Problem requirements: Output the entries below line for line, without any changes. Leave the images out of your output.

(Segmentation annotation entries)
※

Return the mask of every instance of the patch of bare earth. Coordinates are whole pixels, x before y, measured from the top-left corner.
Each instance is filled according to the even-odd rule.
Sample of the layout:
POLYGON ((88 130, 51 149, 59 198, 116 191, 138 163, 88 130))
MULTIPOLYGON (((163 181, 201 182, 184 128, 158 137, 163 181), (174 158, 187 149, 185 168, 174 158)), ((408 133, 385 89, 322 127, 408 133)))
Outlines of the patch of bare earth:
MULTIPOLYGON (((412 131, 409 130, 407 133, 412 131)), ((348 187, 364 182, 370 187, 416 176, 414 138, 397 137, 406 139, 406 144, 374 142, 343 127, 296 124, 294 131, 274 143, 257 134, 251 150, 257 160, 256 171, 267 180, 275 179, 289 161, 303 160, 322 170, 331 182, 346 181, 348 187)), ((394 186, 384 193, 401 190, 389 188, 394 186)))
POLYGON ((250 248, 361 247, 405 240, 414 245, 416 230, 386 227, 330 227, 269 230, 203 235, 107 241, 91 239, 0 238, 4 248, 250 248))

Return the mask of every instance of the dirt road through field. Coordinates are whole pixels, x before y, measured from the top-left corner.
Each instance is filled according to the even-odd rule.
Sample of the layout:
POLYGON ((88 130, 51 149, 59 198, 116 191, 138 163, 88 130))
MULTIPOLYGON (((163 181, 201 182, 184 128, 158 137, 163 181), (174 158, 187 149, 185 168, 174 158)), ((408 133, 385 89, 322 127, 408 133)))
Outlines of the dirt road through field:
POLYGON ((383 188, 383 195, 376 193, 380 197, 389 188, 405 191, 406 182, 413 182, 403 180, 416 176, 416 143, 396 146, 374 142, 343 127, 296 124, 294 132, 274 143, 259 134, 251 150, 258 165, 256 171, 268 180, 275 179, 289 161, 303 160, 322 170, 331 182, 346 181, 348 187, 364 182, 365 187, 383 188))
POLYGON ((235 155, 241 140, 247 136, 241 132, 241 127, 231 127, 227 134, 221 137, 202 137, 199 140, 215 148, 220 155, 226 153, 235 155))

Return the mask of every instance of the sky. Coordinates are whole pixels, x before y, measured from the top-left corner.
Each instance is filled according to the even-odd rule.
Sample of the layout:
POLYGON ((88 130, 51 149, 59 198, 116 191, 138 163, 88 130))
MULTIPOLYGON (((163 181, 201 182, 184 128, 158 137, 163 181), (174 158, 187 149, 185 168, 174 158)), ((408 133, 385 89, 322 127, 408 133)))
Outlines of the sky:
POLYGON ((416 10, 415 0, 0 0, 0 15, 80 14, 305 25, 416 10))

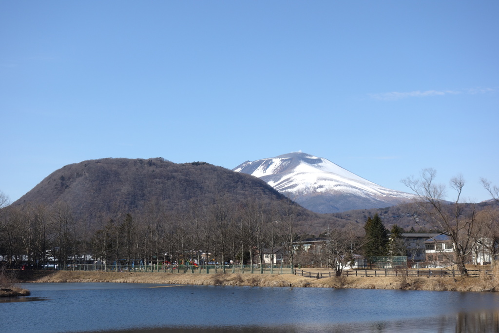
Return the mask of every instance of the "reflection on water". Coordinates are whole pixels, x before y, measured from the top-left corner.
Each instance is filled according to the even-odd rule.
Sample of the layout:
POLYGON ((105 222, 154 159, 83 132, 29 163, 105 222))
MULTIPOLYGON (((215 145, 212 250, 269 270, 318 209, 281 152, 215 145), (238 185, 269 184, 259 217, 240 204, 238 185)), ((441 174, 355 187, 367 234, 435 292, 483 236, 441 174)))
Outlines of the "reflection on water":
MULTIPOLYGON (((103 332, 104 331, 96 331, 103 332)), ((455 316, 424 318, 418 320, 375 322, 327 325, 282 325, 277 327, 217 328, 154 328, 120 331, 107 333, 299 333, 302 332, 334 333, 490 333, 499 332, 499 312, 460 313, 455 316)))
POLYGON ((14 303, 19 302, 46 301, 47 299, 43 297, 4 297, 0 298, 0 303, 14 303))
POLYGON ((499 332, 499 294, 120 283, 22 286, 1 332, 499 332), (161 288, 151 288, 161 287, 161 288))

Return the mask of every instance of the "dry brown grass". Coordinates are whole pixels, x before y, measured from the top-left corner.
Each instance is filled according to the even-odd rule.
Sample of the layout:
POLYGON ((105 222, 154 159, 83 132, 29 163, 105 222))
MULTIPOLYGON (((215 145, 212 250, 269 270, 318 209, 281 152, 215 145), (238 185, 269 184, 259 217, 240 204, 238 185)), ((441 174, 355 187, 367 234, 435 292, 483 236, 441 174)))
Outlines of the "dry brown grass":
MULTIPOLYGON (((416 278, 408 277, 408 290, 494 291, 490 288, 497 286, 490 277, 459 279, 454 282, 451 277, 416 278)), ((114 273, 103 272, 53 272, 36 279, 26 279, 31 282, 122 282, 182 285, 252 286, 259 287, 293 287, 348 288, 370 289, 399 289, 400 281, 395 277, 349 277, 345 281, 336 278, 316 280, 291 274, 251 274, 219 273, 199 274, 164 273, 114 273)))
POLYGON ((0 297, 27 296, 29 291, 15 286, 16 272, 7 270, 5 266, 0 268, 0 297))

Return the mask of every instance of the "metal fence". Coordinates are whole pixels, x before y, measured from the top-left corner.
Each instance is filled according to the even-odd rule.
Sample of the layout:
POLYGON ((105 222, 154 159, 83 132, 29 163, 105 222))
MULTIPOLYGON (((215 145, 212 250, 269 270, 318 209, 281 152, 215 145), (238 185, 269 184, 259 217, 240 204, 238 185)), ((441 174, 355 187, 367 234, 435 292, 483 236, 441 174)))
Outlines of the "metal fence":
POLYGON ((98 265, 85 264, 81 265, 57 265, 51 269, 59 271, 86 271, 96 272, 118 272, 136 273, 166 273, 177 274, 214 274, 225 273, 255 274, 289 274, 291 273, 289 265, 98 265))
MULTIPOLYGON (((468 274, 471 277, 479 277, 482 276, 493 275, 493 271, 491 270, 468 270, 468 274)), ((455 271, 454 273, 459 275, 459 272, 455 271)), ((300 275, 307 278, 314 279, 323 279, 324 278, 332 278, 335 276, 334 272, 306 272, 302 270, 295 270, 296 275, 300 275)), ((452 277, 452 271, 449 270, 436 269, 418 269, 418 270, 347 270, 341 273, 342 276, 347 277, 396 277, 401 275, 410 277, 452 277)))

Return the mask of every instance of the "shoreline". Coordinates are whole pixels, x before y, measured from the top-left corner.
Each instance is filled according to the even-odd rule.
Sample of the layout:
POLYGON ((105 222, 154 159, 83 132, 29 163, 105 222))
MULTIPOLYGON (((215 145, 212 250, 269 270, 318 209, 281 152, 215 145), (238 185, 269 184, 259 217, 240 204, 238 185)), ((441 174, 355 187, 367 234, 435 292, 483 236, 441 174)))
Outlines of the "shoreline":
POLYGON ((459 278, 342 277, 315 279, 292 274, 169 273, 115 273, 83 271, 22 271, 18 283, 114 282, 210 286, 292 287, 397 289, 459 292, 495 292, 498 282, 491 277, 459 278))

※

Answer in full:
Return the mask of every instance of the patch of bare earth. Coordinates are whole pixels, x before y, measured from the top-left corner.
Each instance is filled according to the even-odd rule.
Sample of the layout:
POLYGON ((88 130, 51 149, 59 198, 116 191, 138 163, 88 130))
MULTIPOLYGON (((163 181, 201 182, 184 128, 158 137, 163 181), (174 158, 187 149, 185 168, 174 158)), ((408 133, 385 89, 322 127, 408 133)))
Outlines of the patch of bare earth:
MULTIPOLYGON (((412 131, 409 130, 407 133, 412 131)), ((348 187, 364 182, 370 187, 416 176, 414 138, 397 137, 406 139, 406 144, 374 142, 343 127, 296 124, 294 131, 274 143, 257 134, 251 150, 257 160, 256 171, 267 180, 275 179, 289 161, 303 160, 322 170, 331 182, 346 181, 348 187)), ((394 186, 384 193, 401 190, 389 188, 394 186)))
POLYGON ((250 248, 361 247, 405 240, 414 245, 416 230, 386 227, 330 227, 269 230, 203 235, 107 241, 91 239, 0 238, 4 248, 250 248))

Return the mask of every instance of the dirt road through field. Coordinates are whole pixels, x before y, measured from the top-left corner.
Each instance is filled according to the even-odd rule.
Sample of the layout:
POLYGON ((88 130, 51 149, 59 198, 116 191, 138 163, 88 130))
MULTIPOLYGON (((163 181, 201 182, 184 128, 158 137, 163 181), (174 158, 187 149, 185 168, 174 158)), ((408 133, 385 89, 322 127, 408 133)))
Outlines of the dirt road through field:
POLYGON ((383 188, 383 195, 376 193, 380 197, 389 188, 405 191, 406 182, 413 182, 403 180, 416 176, 416 143, 396 146, 374 142, 343 127, 296 124, 294 132, 274 143, 259 134, 251 150, 258 165, 256 171, 268 180, 275 179, 289 161, 303 160, 322 170, 331 182, 346 181, 348 187, 364 182, 365 187, 383 188))
POLYGON ((235 155, 241 140, 247 136, 241 132, 241 127, 231 127, 227 134, 221 137, 202 137, 199 140, 215 148, 220 155, 226 153, 235 155))

Return the mask of every instance of the sky. Coordinates are whole pixels, x before y, measured from the top-left corner.
Each instance is filled according to the even-odd rule.
Sample of the layout:
POLYGON ((88 130, 51 149, 59 198, 116 191, 138 163, 88 130))
MULTIPOLYGON (((163 181, 201 182, 184 128, 158 137, 163 181), (174 158, 187 149, 185 168, 174 158)), ((408 133, 385 89, 322 127, 408 133)))
Outlines of the sky:
POLYGON ((416 10, 415 0, 0 0, 0 15, 80 14, 305 25, 416 10))

Return the mask of every instance of the "reflection on water". Coordinates are whole pixels, x before y, measured from the top-left corner.
Each instance is filled according to the even-odd rule.
Sample of the layout:
POLYGON ((105 222, 154 159, 83 132, 29 163, 105 222))
MULTIPOLYGON (((215 145, 212 250, 269 270, 318 209, 281 152, 215 145), (238 185, 269 184, 259 217, 240 204, 238 185)), ((441 174, 355 187, 367 234, 435 292, 483 236, 441 174)))
Outlines of the "reflection on water":
MULTIPOLYGON (((103 332, 104 331, 96 331, 103 332)), ((455 316, 424 318, 418 320, 375 322, 327 325, 282 325, 277 327, 217 328, 154 328, 120 331, 107 333, 299 333, 302 332, 334 333, 490 333, 499 332, 499 312, 460 313, 455 316)))
POLYGON ((14 303, 19 302, 46 301, 47 299, 43 297, 4 297, 0 298, 0 303, 14 303))
POLYGON ((499 332, 499 294, 120 283, 22 286, 1 332, 499 332), (161 288, 151 288, 161 287, 161 288))

Return the mask of every instance of the "dry brown grass". Coordinates are whole pixels, x before y, measured from the top-left corner.
Each instance is filled according to the even-odd rule.
Sample of the layout:
POLYGON ((105 222, 154 159, 83 132, 29 163, 105 222))
MULTIPOLYGON (((215 145, 212 250, 269 270, 318 209, 281 152, 215 145), (238 185, 269 184, 259 217, 240 204, 238 185)), ((441 174, 355 187, 367 234, 435 292, 483 236, 441 174)))
Outlines of the "dry brown grass":
MULTIPOLYGON (((416 278, 408 277, 408 290, 494 291, 490 288, 497 286, 490 277, 459 279, 454 282, 451 277, 416 278)), ((114 273, 103 272, 53 272, 36 279, 26 279, 31 282, 122 282, 182 285, 252 286, 259 287, 293 287, 348 288, 370 289, 399 289, 400 281, 395 277, 349 277, 345 281, 336 278, 316 280, 291 274, 251 274, 219 273, 199 274, 164 273, 114 273)))
POLYGON ((0 297, 27 296, 29 291, 15 286, 16 272, 7 270, 5 266, 0 268, 0 297))

Return the mask of every instance of the "metal fence". Coordinates are whole pixels, x before y, measured from the top-left corner.
Each instance is filled according to the even-odd rule.
Sample of the layout:
POLYGON ((105 222, 154 159, 83 132, 29 163, 105 222))
MULTIPOLYGON (((215 145, 212 250, 269 270, 318 209, 281 152, 215 145), (238 185, 269 184, 259 217, 240 204, 238 185)), ((441 174, 355 187, 367 234, 435 292, 483 236, 441 174)))
Outlines of the "metal fence":
POLYGON ((98 265, 85 264, 81 265, 57 265, 51 269, 59 271, 86 271, 96 272, 118 272, 136 273, 166 273, 177 274, 214 274, 225 273, 255 274, 289 274, 291 273, 289 265, 98 265))
MULTIPOLYGON (((468 274, 471 277, 479 277, 482 276, 493 275, 493 271, 491 270, 468 270, 468 274)), ((455 271, 454 273, 459 275, 459 272, 455 271)), ((300 275, 307 278, 314 279, 323 279, 324 278, 332 278, 335 276, 334 272, 306 272, 302 270, 295 270, 296 275, 300 275)), ((452 277, 452 271, 449 270, 436 269, 418 269, 418 270, 347 270, 341 273, 342 276, 347 277, 396 277, 401 275, 410 277, 452 277)))

Return the mask of every instance of the "shoreline". Coordinates are whole pixels, x before y, measured from the top-left corner.
Each instance is filled according to the even-odd rule.
Sample of the layout:
POLYGON ((105 222, 154 159, 83 132, 29 163, 105 222))
MULTIPOLYGON (((215 145, 212 250, 269 270, 318 209, 281 152, 215 145), (238 185, 269 184, 259 217, 240 204, 238 185)), ((441 174, 355 187, 367 234, 435 292, 483 236, 441 174)))
Outlines of the "shoreline":
POLYGON ((459 278, 342 277, 315 279, 292 274, 169 273, 115 273, 83 271, 22 271, 18 283, 114 282, 210 286, 292 287, 397 289, 459 292, 495 292, 498 282, 491 277, 459 278))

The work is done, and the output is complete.